SELECTED PASSAGE START

The Arkansas City Fire-EMS Department, located at 115 South D St., is one of the quietest buildings in Arkansas City.

The heaviest traffic near to the building comes from the adjacent BNSF Railroad.

FIRE-EMSHowever, the structure also is prone to bursts of activity and noise.

Fire-EMS staff have a response time that hovers around four minutes for locations in the city. In the county, it can be upwards of 15 to 20 minutes, depending upon how far out the emergency is.

First responders clear the station in less than 60 seconds when emergency calls come in.

Due to the size of the station, everyone is cross-trained to do both firefighting and emergency medical service calls.

Each firefighter has skills that are used to maintain the functionality of the station, For example, Lt. Kyle Riedl lends his talents as a mechanic to keeping parts of the department’s fleet in working condition.

“The requirements today on fire-EMS departments are tremendous. You’ve got to be a jack of all trades and master of them, too,” said Fire Chief Bobby Wolfe.

The department has more than 120 total years of experience in the fire station.

“Most are real young, but what they lack in experience, they make up for in gusto,” Wolfe said.

Between just him and EMS Director Jeri Smith, there is 74 years of experience.


Fire Chief Bobby Wolfe

Wolfe originally wanted to work with cattle, but the cattle market was bad when he graduated from high school.

He said a friend convinced him to go to school to get his EMT training. “It’s the best profession in the world,” Wolfe said.

In 1981, when he started his career, he served in Wichita.

Altogether, he spent 31 years in Wichita and last was stationed in downtown Wichita as a battalion chief.

He came to Arkansas City in August 2012.

“I love it here. I’ve got great co-workers, I’ve got a great boss and I like the community,” Wolfe said.


EMS Director Jeri Smith

Smith has had a varied career, starting in 1983 as a hospital technician in Oklahoma.

Since that time, she has served in many areas in Kansas and Oklahoma.

Smith was part of the rescue teams at the Oklahoma City bombing in 1995 and lived in Greensburg when a tornado all but leveled the entire town in 2007.

“I stumbled into it,” she said of her chosen profession. “I was working in a hospital and rode out with an ambulance, and I liked it … I decided I wanted to do that.

“You either love it or you don’t.”

Smith came to Ark City in November 2010 and became the director of EMS in January 2011.

“This is my home. I have roots here. I love Ark City,” she said.

SELECTED PASSAGE END

- INSTRUCTIONS FOR THE TASK
From the article on the Arkansas City Fire-EMS Department, turn the paragraph starting "Smith was part of the rescue teams" into a brief bulleted list that keeps its main facts.

DATA SEGMENT START

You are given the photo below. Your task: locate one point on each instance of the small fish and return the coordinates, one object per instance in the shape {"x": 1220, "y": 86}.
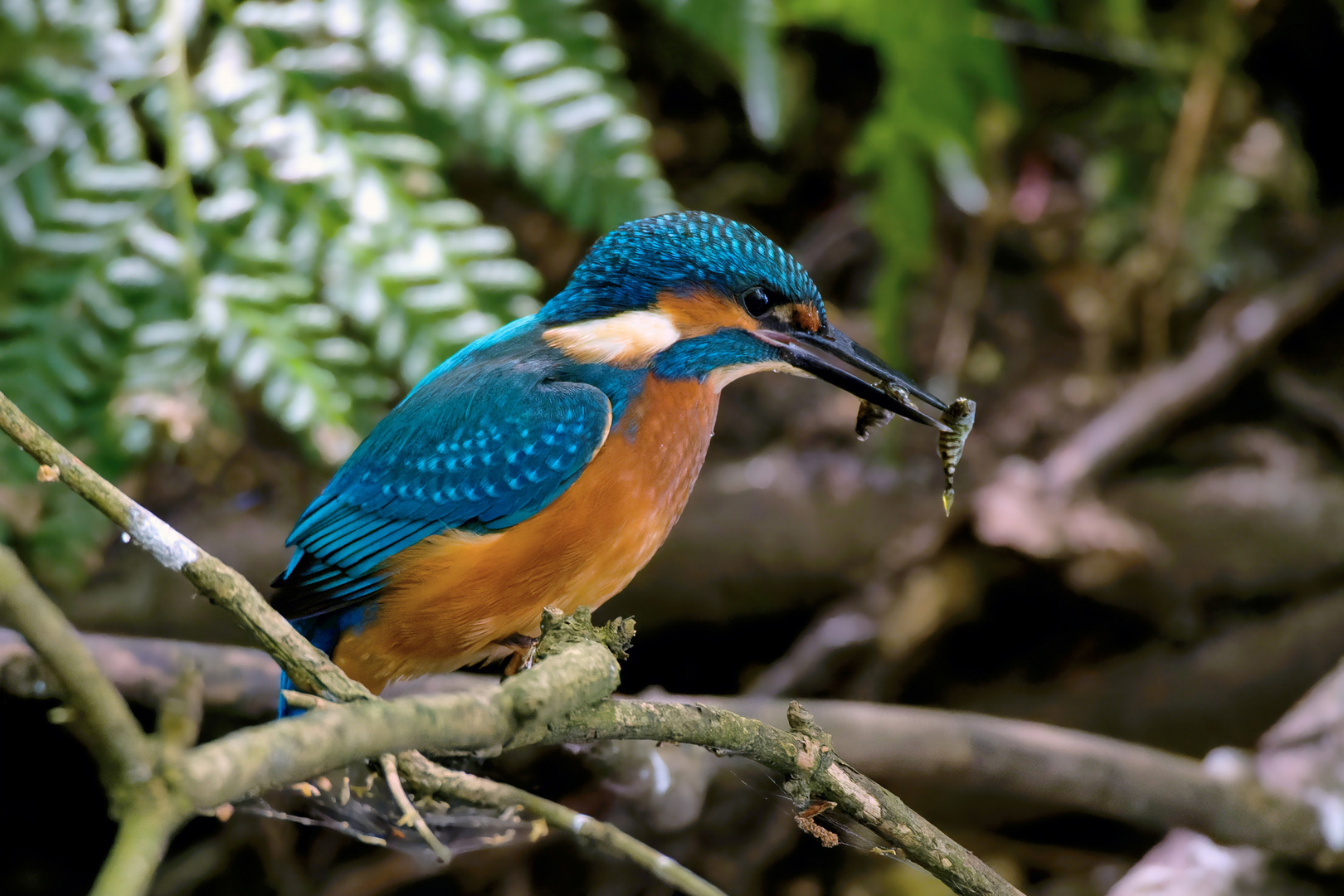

DATA SEGMENT END

- REPLY
- Smith served on the rescue teams at the 1995 Oklahoma City bombing.
- She lived in Greensburg when a tornado nearly leveled the town in 2007.